__DOCUMENT EXCERPT__.
If $X$ is a Banach space and $X^*$ is separable, then $X$ is separable.
Here, David Mitra mentions a proof using the Riesz lemma. However, I do not fully understand it.
You could also use Riesz' lemma:
Let $Y$ be a proper closed subspace of the normed space $X$ and $0<\theta<1$. Then there is an $x_\theta$ of norm 1 for which $\Vert x_\theta-y\Vert>\theta$ for all $y\in Y$.
If $X$ were not seperable, you could use Hahn Banach to construct uncountably many functionals $f_\alpha\in X^*$ with $\Vert f_\alpha-f_\beta\Vert\ge \theta$ whenever $\alpha\ne\beta$.
If $X$ is not separable, why does that allow us to construct uncountably many separated functionals $f_\alpha$?
I see why this fact would imply the theorem. Taking a countable dense set and $\epsilon$ balls around each point in that set, we see that two elements of the uncountable set $\{ f_\alpha\}$ must lie in a single ball. But then they are at most $2\epsilon$ apart. Making $\epsilon$ small shows we can find two elements of the set less than $\theta$ apart, a contradiction.
Suppose that $X$ is not separable and fix $\theta\in(0,1)$. Let $\Omega$ be the set of countable ordinals. Fix $\alpha\in\Omega$ and using transfinite induction, suppose that $x_{\beta}\in X$ and $f_{\beta}\in X^*$ have already been defined for all $\beta\in\Omega$ such that $\beta<\alpha$ (if $\alpha=\min\Omega$, simply define $x_{\alpha}\equiv0$ and $f_{\alpha}\equiv 0$).

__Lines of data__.

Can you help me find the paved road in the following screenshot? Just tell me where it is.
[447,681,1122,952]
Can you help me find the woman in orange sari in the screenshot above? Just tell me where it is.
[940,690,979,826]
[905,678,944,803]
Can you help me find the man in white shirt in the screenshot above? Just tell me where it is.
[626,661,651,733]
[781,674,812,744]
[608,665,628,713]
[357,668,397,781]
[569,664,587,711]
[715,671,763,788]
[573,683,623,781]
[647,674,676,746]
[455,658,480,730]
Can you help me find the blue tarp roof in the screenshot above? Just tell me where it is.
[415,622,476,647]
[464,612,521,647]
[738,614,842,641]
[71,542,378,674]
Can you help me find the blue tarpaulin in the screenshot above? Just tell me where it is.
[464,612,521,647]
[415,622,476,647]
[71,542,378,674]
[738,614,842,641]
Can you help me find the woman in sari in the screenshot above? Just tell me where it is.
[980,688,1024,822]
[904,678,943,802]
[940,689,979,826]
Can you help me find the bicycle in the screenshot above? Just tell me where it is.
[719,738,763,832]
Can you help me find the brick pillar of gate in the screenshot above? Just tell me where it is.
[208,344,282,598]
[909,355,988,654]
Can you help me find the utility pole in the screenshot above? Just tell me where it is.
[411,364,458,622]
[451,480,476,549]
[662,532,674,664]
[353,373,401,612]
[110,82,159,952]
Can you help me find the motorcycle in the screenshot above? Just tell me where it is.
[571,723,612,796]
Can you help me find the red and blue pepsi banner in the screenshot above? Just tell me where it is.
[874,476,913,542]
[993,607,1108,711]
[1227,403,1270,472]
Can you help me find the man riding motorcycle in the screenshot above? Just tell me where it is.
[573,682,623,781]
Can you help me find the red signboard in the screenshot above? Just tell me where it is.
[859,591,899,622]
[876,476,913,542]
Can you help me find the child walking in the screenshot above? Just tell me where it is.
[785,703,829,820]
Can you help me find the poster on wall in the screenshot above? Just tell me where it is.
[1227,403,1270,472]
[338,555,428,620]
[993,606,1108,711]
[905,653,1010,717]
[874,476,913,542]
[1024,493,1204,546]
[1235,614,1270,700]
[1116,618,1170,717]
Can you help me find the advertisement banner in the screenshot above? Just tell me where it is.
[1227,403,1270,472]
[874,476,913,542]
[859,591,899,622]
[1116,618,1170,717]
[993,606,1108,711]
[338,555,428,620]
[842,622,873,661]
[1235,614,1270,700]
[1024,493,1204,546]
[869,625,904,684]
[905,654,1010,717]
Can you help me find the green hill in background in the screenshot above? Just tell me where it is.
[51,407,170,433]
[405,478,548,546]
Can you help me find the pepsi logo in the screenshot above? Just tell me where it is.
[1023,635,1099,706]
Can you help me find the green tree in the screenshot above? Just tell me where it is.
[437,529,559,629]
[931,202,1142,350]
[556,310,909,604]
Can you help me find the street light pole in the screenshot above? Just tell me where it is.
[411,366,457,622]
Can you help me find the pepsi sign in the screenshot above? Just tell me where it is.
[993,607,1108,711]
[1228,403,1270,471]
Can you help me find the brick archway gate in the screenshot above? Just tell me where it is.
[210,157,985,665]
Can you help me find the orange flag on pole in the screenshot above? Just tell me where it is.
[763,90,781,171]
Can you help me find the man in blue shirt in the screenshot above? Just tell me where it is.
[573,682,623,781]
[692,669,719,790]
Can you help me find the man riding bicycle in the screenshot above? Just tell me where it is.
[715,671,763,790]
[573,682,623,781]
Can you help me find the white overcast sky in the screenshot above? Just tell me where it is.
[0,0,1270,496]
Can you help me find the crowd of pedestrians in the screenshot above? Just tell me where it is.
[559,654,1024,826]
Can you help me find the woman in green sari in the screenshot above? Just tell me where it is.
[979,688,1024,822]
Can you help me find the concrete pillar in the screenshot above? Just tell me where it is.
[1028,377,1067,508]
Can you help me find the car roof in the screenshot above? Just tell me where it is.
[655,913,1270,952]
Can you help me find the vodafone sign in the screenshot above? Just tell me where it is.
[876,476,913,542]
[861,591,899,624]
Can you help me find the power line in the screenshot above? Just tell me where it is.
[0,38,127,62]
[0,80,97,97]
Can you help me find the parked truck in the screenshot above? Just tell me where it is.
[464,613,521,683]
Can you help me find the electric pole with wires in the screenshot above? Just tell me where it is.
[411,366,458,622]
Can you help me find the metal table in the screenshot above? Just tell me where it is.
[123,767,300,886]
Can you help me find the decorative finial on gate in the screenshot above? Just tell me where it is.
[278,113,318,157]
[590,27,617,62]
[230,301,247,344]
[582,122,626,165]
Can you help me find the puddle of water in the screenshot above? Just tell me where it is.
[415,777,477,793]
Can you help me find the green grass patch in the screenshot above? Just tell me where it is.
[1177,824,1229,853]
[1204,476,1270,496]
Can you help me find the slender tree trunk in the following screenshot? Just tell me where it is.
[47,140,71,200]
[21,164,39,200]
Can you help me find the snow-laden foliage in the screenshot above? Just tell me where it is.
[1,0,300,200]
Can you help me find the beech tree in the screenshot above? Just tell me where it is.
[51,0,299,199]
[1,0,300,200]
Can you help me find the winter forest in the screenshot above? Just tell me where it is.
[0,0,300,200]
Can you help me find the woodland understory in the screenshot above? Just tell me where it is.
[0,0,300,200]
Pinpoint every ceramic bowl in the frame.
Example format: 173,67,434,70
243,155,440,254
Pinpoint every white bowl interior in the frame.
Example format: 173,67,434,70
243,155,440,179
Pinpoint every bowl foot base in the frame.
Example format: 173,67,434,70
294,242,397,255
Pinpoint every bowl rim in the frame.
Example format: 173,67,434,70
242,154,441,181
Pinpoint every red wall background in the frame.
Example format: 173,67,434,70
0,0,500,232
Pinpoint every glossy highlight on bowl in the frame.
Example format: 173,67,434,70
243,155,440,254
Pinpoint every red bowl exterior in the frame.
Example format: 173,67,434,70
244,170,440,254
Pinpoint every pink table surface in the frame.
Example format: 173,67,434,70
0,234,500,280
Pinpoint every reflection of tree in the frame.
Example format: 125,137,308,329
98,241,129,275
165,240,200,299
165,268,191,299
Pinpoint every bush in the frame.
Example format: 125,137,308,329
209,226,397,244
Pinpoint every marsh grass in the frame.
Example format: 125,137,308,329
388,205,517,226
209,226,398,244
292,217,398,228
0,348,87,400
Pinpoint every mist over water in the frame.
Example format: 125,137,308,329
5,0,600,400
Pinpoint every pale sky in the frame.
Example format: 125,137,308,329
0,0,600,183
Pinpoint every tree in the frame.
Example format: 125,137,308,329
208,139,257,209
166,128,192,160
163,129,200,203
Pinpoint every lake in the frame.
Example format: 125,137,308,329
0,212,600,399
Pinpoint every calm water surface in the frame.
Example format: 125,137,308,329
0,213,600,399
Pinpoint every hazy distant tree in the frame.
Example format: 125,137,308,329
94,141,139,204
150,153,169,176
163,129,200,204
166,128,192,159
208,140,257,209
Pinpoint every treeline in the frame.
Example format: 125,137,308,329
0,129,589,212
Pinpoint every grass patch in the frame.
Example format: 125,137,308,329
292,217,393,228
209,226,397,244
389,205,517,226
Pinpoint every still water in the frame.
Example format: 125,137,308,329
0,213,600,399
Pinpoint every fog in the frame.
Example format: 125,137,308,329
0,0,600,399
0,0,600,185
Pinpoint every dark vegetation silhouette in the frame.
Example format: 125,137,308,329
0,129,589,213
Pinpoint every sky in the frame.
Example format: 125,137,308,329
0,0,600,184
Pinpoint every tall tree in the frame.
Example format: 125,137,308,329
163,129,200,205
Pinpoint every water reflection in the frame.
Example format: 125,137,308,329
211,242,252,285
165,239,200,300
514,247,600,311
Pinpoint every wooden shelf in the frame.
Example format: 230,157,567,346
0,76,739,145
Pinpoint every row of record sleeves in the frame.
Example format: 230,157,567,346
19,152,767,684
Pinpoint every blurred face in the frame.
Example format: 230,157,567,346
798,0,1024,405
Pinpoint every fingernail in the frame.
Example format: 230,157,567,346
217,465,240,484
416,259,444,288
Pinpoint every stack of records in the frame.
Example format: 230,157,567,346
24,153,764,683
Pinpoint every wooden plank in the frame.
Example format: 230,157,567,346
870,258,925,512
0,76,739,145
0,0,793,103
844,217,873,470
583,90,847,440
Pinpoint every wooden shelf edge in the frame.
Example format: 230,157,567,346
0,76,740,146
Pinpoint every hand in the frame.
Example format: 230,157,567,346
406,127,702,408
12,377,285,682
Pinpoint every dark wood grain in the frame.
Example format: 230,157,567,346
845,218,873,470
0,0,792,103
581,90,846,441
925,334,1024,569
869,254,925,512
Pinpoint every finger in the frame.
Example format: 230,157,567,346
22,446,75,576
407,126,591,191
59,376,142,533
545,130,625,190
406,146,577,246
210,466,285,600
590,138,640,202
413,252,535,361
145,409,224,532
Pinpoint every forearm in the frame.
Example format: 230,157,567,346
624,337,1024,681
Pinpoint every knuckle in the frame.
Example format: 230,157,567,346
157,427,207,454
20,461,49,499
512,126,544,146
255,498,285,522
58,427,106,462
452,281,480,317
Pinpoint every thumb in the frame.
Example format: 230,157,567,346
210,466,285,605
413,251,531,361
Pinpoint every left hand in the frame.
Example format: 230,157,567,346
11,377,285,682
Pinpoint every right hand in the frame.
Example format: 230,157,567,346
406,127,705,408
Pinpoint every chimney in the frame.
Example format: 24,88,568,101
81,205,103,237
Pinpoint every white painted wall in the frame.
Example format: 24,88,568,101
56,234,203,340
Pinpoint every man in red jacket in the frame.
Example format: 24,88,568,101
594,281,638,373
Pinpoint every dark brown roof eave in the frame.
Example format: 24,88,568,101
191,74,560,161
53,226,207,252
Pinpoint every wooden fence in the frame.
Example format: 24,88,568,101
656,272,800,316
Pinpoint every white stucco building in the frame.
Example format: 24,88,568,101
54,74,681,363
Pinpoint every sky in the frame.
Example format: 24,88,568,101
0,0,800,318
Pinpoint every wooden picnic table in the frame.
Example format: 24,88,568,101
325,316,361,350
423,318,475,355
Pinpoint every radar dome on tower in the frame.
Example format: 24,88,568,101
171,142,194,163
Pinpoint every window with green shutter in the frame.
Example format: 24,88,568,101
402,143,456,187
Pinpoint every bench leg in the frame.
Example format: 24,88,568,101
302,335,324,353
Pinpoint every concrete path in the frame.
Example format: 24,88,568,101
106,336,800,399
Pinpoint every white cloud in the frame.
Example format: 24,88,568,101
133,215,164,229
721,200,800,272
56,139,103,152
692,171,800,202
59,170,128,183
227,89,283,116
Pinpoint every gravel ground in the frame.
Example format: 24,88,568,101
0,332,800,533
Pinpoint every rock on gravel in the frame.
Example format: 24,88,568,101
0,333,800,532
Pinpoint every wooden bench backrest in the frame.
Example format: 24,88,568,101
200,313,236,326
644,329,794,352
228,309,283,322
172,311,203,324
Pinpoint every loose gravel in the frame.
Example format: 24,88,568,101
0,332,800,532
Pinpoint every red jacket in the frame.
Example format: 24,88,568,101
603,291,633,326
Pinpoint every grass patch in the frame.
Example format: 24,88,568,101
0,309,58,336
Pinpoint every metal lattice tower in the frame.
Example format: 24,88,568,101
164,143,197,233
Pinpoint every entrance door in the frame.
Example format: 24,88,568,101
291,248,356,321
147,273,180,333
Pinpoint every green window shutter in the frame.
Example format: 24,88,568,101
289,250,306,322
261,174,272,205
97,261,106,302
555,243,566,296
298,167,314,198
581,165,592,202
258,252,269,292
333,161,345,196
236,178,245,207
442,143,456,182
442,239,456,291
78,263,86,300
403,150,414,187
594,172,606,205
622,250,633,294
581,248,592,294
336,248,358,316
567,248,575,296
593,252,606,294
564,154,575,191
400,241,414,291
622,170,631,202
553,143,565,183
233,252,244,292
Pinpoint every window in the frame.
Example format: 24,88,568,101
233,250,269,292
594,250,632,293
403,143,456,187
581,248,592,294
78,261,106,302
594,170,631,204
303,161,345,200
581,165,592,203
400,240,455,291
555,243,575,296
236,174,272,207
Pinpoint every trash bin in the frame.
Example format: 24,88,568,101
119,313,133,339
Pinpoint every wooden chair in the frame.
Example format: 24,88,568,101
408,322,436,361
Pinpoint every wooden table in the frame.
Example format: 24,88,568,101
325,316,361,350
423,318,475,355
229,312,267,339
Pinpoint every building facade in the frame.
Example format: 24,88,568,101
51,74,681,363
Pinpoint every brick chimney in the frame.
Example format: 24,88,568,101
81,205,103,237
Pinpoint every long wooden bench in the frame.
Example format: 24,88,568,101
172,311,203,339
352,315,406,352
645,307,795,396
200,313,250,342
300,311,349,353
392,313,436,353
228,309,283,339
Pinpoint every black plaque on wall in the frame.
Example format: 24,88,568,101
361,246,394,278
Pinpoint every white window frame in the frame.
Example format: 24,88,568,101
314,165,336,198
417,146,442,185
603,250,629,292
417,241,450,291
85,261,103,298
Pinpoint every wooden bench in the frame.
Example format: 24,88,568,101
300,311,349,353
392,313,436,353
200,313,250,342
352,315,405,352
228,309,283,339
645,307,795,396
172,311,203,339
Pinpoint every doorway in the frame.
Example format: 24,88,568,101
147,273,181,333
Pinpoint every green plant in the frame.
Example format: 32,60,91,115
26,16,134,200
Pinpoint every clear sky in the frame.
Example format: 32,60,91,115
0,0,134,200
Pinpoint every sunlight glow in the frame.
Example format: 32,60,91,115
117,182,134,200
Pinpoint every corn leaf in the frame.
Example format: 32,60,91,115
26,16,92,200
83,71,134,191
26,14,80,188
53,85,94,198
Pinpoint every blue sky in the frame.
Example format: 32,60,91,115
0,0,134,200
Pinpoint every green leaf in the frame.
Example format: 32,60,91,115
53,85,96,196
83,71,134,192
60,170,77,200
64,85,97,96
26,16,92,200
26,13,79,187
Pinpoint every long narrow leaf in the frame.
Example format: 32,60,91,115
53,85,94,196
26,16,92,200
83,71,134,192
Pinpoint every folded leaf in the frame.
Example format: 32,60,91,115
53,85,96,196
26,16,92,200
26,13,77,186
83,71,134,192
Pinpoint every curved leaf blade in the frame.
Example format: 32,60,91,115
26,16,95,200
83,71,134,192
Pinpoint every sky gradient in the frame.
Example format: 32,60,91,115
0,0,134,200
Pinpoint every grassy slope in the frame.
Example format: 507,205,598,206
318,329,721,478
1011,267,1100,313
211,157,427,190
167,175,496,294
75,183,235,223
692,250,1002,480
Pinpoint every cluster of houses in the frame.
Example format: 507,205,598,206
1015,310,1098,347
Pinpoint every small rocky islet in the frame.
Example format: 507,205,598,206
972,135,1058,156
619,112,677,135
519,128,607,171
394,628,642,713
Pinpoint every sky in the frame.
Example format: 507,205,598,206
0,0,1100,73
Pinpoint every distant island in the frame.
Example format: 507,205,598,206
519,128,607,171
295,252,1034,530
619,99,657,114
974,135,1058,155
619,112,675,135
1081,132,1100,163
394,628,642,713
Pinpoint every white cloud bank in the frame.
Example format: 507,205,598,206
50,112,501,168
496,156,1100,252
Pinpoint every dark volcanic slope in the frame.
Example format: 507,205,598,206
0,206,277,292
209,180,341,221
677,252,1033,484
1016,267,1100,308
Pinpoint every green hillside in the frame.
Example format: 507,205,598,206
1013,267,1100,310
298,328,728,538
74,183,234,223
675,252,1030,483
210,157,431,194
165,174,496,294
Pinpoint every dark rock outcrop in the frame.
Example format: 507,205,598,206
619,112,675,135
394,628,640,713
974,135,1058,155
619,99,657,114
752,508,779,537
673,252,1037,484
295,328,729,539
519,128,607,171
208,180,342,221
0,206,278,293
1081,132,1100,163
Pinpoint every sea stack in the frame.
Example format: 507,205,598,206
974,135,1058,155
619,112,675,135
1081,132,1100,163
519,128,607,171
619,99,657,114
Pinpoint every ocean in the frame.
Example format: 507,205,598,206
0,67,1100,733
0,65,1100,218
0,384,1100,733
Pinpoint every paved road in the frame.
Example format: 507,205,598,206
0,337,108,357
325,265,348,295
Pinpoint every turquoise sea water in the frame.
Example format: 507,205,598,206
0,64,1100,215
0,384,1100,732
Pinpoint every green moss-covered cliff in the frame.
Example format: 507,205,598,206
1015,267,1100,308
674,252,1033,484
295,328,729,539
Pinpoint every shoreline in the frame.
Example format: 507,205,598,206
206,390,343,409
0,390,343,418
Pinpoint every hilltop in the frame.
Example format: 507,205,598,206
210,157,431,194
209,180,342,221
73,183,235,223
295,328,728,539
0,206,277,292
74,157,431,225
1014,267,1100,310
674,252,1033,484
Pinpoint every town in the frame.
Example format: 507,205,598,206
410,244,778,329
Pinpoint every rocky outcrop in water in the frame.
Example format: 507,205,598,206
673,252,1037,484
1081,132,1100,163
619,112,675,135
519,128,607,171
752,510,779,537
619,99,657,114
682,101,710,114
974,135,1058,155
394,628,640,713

__REQUIRED WORK__.
1. Answer these about the thread on separable Banach spaces:
(a) In the statement of Riesz' lemma, what norm does $x_\theta$ have?
(b) Which theorem is named as the tool for constructing the uncountably many functionals?
(c) In the transfinite induction, what is $\Omega$?
2. Render this sentence from the thread on separable Banach spaces in Spanish: "Here, David Mitra mentions a proof using the Riesz lemma."
3. Carry on the thread on separable Banach spaces from its last sentence.
You won't need the entries.

__RESPONSES TO THE TASKS__.
1.
(a) 1
(b) Hahn Banach
(c) The set of countable ordinals

2. Aquí, David Mitra menciona una demostración que utiliza el lema de Riesz.

3.
Let $$X_{\alpha}\equiv\{x_{\beta}\,|\,\beta\in\Omega,\,\beta<\alpha\}.$$ Since $X_{\alpha}$ is countable and $X$ is not separable, it follows that $Y_{\alpha}\equiv\overline{\operatorname{span}X_{\alpha}}$ is a proper closed subspace (I will prove this at the end of the post). Pick any $x_{\alpha}\in X\setminus Y_{\alpha}$ such that \begin{align*} \|x_{\alpha}\|=&\,1,\\ \inf_{y\in Y_{\alpha}}\|x_{\alpha}-y\|\geq&\,\theta, \end{align*} which is possible by Riesz's lemma. Now, using the Hahn—Banach theorem, there exists $f_{\alpha}\in X^*$ such that \begin{align*}f_{\alpha}(y)=&\,0\quad\forall y\in Y_{\alpha},\\ \|f_{\alpha}\|=&\,1,\\ f_{\alpha}(x_{\alpha})=&\,\inf_{y\in Y_{\alpha}}\|x_{\alpha}-y\|\geq\theta; \end{align*} see, for example, Theorem 5.8(a) in Folland (1999, p. 159).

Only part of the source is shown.